YOUR INSTRUCTIONS: Please pick out each line in the items below that contains the word "shower", and copy those lines.

(Coordinate labeling data)
——

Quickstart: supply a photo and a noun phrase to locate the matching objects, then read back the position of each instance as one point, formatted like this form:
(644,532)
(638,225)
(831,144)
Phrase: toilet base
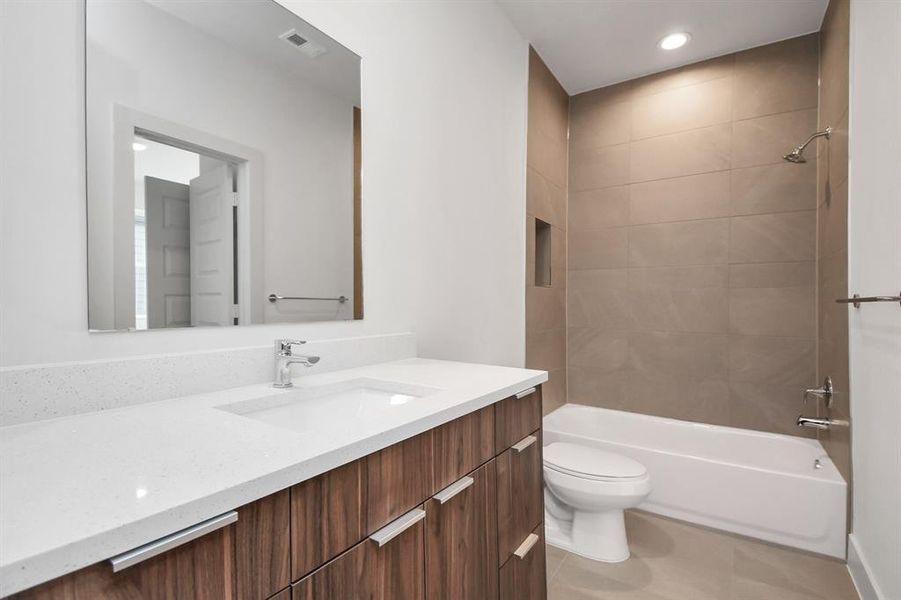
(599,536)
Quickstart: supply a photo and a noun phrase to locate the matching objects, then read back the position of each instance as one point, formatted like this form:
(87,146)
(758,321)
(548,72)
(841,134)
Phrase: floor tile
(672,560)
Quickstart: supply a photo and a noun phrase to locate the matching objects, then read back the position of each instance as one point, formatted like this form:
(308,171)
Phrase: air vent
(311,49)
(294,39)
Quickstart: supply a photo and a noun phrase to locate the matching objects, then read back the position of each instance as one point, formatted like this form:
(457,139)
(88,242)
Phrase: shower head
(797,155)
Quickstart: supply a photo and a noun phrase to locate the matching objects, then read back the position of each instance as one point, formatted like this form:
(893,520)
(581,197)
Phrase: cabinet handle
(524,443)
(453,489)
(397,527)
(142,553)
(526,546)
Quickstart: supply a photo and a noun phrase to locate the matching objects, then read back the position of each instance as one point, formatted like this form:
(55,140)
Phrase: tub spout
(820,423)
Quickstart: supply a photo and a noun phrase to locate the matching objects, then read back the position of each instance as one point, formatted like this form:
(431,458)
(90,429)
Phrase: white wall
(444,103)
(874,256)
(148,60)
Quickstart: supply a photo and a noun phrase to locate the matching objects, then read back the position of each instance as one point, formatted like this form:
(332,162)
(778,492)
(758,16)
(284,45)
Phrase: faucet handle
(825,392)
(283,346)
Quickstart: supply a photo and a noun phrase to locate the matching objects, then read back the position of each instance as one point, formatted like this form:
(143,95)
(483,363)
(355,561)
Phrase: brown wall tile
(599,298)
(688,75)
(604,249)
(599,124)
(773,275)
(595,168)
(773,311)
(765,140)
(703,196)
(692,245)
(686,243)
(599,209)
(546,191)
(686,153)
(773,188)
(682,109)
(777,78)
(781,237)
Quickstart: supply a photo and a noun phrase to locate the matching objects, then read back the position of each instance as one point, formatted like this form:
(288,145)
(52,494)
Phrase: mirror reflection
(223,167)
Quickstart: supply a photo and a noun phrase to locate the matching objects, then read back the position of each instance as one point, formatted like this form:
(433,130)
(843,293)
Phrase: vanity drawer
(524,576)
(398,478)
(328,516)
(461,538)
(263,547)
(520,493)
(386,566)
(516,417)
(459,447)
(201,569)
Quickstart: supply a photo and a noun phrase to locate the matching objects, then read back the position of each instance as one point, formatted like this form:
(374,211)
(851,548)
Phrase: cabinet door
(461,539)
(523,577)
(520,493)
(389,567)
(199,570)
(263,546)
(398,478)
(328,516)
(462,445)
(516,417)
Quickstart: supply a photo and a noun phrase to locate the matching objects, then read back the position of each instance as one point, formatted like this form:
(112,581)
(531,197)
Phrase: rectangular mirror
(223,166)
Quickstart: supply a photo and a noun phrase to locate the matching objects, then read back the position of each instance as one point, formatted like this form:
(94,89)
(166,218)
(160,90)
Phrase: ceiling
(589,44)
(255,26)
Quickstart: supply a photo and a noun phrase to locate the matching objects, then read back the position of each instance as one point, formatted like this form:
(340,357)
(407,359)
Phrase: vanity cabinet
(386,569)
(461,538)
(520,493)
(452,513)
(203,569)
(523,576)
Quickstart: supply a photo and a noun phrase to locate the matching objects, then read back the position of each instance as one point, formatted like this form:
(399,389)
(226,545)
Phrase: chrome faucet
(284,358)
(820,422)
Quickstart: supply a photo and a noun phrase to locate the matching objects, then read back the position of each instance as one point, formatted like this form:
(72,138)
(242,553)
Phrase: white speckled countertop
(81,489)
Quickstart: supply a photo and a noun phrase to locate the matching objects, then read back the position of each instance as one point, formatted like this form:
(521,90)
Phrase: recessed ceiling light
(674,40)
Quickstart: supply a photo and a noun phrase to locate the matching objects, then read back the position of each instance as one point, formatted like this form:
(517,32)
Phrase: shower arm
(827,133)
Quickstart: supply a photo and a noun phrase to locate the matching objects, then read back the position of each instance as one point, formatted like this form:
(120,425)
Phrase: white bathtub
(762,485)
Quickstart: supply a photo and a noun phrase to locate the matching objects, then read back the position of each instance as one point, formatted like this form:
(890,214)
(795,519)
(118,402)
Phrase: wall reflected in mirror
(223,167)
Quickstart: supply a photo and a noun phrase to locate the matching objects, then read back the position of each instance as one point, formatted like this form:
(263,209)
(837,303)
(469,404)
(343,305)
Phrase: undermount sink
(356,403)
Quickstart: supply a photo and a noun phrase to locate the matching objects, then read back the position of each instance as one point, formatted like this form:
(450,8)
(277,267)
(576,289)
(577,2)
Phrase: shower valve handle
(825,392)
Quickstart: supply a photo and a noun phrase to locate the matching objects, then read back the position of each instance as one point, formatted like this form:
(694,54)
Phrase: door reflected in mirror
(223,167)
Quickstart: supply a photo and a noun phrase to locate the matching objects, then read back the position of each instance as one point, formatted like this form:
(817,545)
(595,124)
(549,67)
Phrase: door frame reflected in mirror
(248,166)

——

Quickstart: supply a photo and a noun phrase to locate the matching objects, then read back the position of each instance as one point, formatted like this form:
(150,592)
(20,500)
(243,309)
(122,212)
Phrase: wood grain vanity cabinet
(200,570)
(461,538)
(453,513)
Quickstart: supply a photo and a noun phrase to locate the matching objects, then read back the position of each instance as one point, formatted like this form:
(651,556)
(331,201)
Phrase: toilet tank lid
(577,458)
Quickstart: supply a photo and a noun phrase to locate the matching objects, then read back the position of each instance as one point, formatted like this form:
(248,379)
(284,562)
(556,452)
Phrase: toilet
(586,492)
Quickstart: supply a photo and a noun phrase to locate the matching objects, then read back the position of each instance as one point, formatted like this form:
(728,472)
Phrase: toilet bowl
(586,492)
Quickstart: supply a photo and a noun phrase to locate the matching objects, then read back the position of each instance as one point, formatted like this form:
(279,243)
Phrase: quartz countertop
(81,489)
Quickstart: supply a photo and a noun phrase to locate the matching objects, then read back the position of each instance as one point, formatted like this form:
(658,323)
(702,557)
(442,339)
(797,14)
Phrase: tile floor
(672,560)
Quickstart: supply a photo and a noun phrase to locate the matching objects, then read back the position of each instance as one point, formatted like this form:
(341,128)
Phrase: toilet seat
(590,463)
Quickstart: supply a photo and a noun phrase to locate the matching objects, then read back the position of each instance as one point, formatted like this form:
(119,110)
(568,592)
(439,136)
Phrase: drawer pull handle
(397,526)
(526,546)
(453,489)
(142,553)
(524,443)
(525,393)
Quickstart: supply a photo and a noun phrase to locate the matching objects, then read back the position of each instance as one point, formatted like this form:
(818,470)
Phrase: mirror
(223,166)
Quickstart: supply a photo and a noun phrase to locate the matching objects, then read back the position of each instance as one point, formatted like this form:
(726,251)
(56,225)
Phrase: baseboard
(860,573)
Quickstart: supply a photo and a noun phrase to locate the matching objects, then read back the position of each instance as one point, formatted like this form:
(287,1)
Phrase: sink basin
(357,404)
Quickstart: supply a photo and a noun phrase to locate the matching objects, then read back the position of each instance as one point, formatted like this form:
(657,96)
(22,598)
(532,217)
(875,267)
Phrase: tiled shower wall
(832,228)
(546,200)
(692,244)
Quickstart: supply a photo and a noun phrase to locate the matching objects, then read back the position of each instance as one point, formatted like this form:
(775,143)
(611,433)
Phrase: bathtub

——

SOLUTION FOR THIS PROBLEM:
Phrase: shower head
Phrase: shower arm
Phrase: shower valve handle
Phrase: tiled shower wall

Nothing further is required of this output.